### Objective A
From the coin-flip thread, return the passage starting at "More precisely, the" up to and including "the fifth head.)".
### Objective B
In the coin-flip thread, how many different sets would result from partitioning the sample space by all possibilities of the first five tosses?

Question regarding solution to the problem of computing the expected number of coin flips until getting 5 in a row.

Question

I have a question for further explanation regarding the solution to the problem here Expected Number of Coin Tosses to Get Five Consecutive Heads.

The most favorite solution by André Nicolas is:

Let e be the expected number of tosses. It is clear that e is finite. Start tossing. If we get a tail immediately (probability $\frac{1}{2}$) then the expected number is e+1. If we get a head then a tail (probability $\frac{1}{4}$), then the expected number is e+2. Continue …. If we get 4 heads then a tail, the expected number is e+5. Finally, if our first 5 tosses are heads, then the expected number is 5. Thus

$$e=\frac{1}{2}(e+1)+\frac{1}{4}(e+2)+\frac{1}{8}(e+3)+\frac{1}{16}(e+4)+\frac{1}{32}(e+5)+\frac{1}{32}(5).$$

I don't understand why not all cases are consideres. For instance, why is it that after we get 4 heads and on tail, the expecation is $e+5$? What about the cases where we get for instance 2 heads, one tail, one head, one tail?

Answer 1

The idea is that once we get a tail, the head count “resets.” Each sequence of tosses that contains five consecutive heads corresponds to one that begins with a tail, or a head and tail, or two heads and tail, or three heads and a tail, or four heads and a tail, or five heads and a tail....But if you start with five heads, well, then you're done.

More precisely, the sample space is the set $U$ of all sequences taken from $\left\{\text{head},\text{tail}\right\}$. Let $T$ be the set of all elements in $U$ that begin with a tail. Let $HT$ be the set of all elements in $U$ that begin with a head, then a tail. And so on for $HHT$, $HHHT$, and $HHHHT$. Let $HHHHH$ be the set of all sequences that begin with five heads.

These six sets partition the whole sample space. By which we mean every element is in exactly one of them. You suggest the case of two heads, one tail, one head, one tail, but any sequence beginning with those is already in $HHT$.

(We could partition the sample space by all possibilities of the first five tosses. That would result in $2^5 =32$ different sets. But this wouldn't help us with the problem of counting the number of tosses before getting the fifth head.)

From our partition of $U$ we get this equation involving the conditional expected values: $$ E(X) = E(X\mid T)P(T) + E(X \mid HT)P(HT) + E(X\mid HHT)P(HHT) + E(X \mid HHHT) P(HHHT) + E(X \mid HHHHT) P(HHHHT) + E(X \mid HHHHH) P(HHHHH) $$

Now $E(X \mid T) = E(X) + 1$, because if we start with a tail then we have to wait at least one more toss. To put it more precisely, $U$ and $T$ are in correspondence: for each $\omega$ in $U$, let $\omega'$ be the same sequence with a tail added to the front. Clearly $\omega' \in T$, and this is a bijection between $U$ and $T$. Since $X(\omega') = X(\omega)+1$, we have $E(X\mid T) = E(X) + 1$. Similarly, $$ \begin{aligned} E(X \mid HT) &= E(X) + 2 \\ E(X \mid HHT) &= E(X) + 3 \\ E(X \mid HHHT) &= E(X) + 4 \\ E(X \mid HHHHT) &= E(X) + 5 \\ \end{aligned} $$

But if the first five tosses are heads, we don't need any more tosses. Therefore, $$E(X \mid HHHHH) = 5$$

### Dataset content
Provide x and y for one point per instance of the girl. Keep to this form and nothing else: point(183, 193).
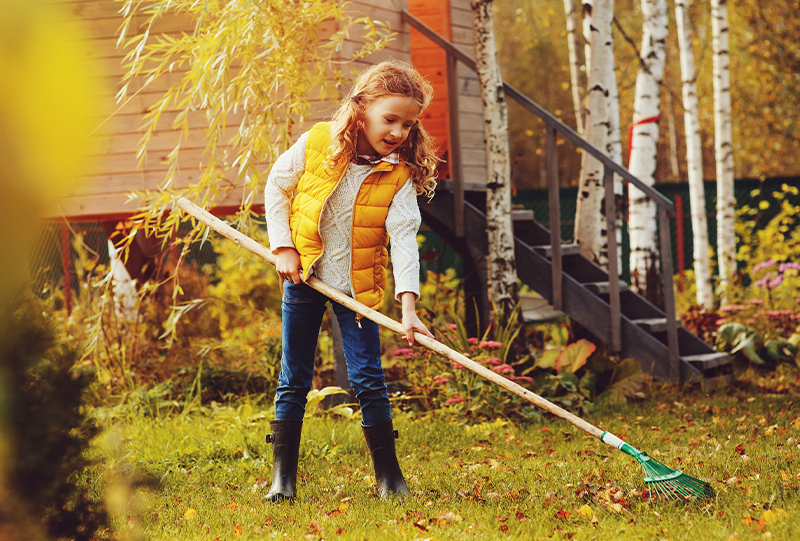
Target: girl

### Correct result A
More precisely, the sample space is the set $U$ of all sequences taken from $\left\{\text{head},\text{tail}\right\}$. Let $T$ be the set of all elements in $U$ that begin with a tail. Let $HT$ be the set of all elements in $U$ that begin with a head, then a tail. And so on for $HHT$, $HHHT$, and $HHHHT$. Let $HHHHH$ be the set of all sequences that begin with five heads.

These six sets partition the whole sample space. By which we mean every element is in exactly one of them. You suggest the case of two heads, one tail, one head, one tail, but any sequence beginning with those is already in $HHT$.

(We could partition the sample space by all possibilities of the first five tosses. That would result in $2^5 =32$ different sets. But this wouldn't help us with the problem of counting the number of tosses before getting the fifth head.)

### Correct result B
32 sets.